Petits Contes d’amour et d’obscurité © Hélène Bozzi

Petits Contes d’amour et d’obscurité au Théâtre Joliette-Minoterie

Déraison et sentiments

 

Après le tendre et cruel triptyque Passé-je ne sais où, qui revient, Au pied du mur sans porte et Rabah Robert, Lazare se détache de l’épopée pour nous raconter ses petits contes de la folie ordinaire.

 

Le temps de deux histoires tragicomiques, Lazare tisse un foisonnement de sens et d’images. Leur lien : un plateau sur lequel se dessinent et se meuvent des espaces imaginaires et poétiques, écrins des illusions et des désirs des personnages.
Ceux des Illisibles cherchent leurs mots pour exprimer ce qui les anime. Jérôme, le nanti, sait écrire, possède une voiture transformable, et est fou d’amour pour la belle et aérienne Agnès. Plus pauvre que lui, Léonard, son littéralement double « frenemy » de leur institut La Nichée, lui envie terriblement son fameux véhicule magique. Enfin, Agnès, l’acrobate, figure mythifiée de la femme, objet de tous les fantasmes et captivante sadique pour son adorateur Jérôme, humilie ce dernier lors d’une scène allégorique de bizutage sexuel. La seconde période de leur vie voit les rapports de force basculer. Jérôme, grand patron, Alain Delon et psychiatre à ses heures, devient l’amant d’Agnès qui est mariée à Léonard. La scène boulevardienne de l’amant dans le placard se décline tant et plus, la farce jaillit du décor et les évocations et références se multiplient.

OBJECTIF> Rédigez la suite de la critique de Petits Contes d’amour et d’obscurité à partir de sa dernière phrase. Les entrées ci-après sont sans rapport avec la critique de Petits Contes d’amour et d’obscurité.

JEU DE DONNÉES>
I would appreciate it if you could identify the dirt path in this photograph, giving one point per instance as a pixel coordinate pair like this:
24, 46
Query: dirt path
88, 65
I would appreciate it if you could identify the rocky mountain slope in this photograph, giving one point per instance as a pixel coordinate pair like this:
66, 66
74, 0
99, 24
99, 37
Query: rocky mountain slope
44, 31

RÉSULTAT ATTENDU>
Si, dans Les Illisibles, le glissement vers l’absurde s’opère insidieusement, dans Quelqu’un est Marie, on y entre de but en blanc. Le voyage intérieur se poursuit et on pénètre dans l’inconscient de Marie, veuve de Vladimir qui sombre dans la schizophrénie. Dédoublée, elle boit du vin rouge à même la bouteille de lait et vit dans un monde peuplé par ses hallucinations. Les objets du quotidien, comme le balai de cuisine, prennent vie, et le fantôme gourmand de Vladimir revient et réclame à manger. Il est ici question de biscuit comme on parlerait d’amour. De ce délice tant convoité car l’on espère qu’il nous émerveille et nous rassasie d’émotions.
Dans les deux pièces, les acteurs se saisissent tels des athlètes sous acide de la langue radicalement imagée de Lazare : la parole qu’ils portent se crée en même temps qu’elle se vit. Les mots pleuvent — hélas, un tantinet trop dru par moments — à mesure que les situations s’enchaînent et que les corps rebondissent. On se sent parfois dépassé par l’intensité de l’énergie déployée et le rythme un peu trop frénétique, car c’est incontestablement dans les respirations que naît la poésie, par touches délicates, pauses réflexives, avant de repartir dans le délire riche et turbulent de la pensée.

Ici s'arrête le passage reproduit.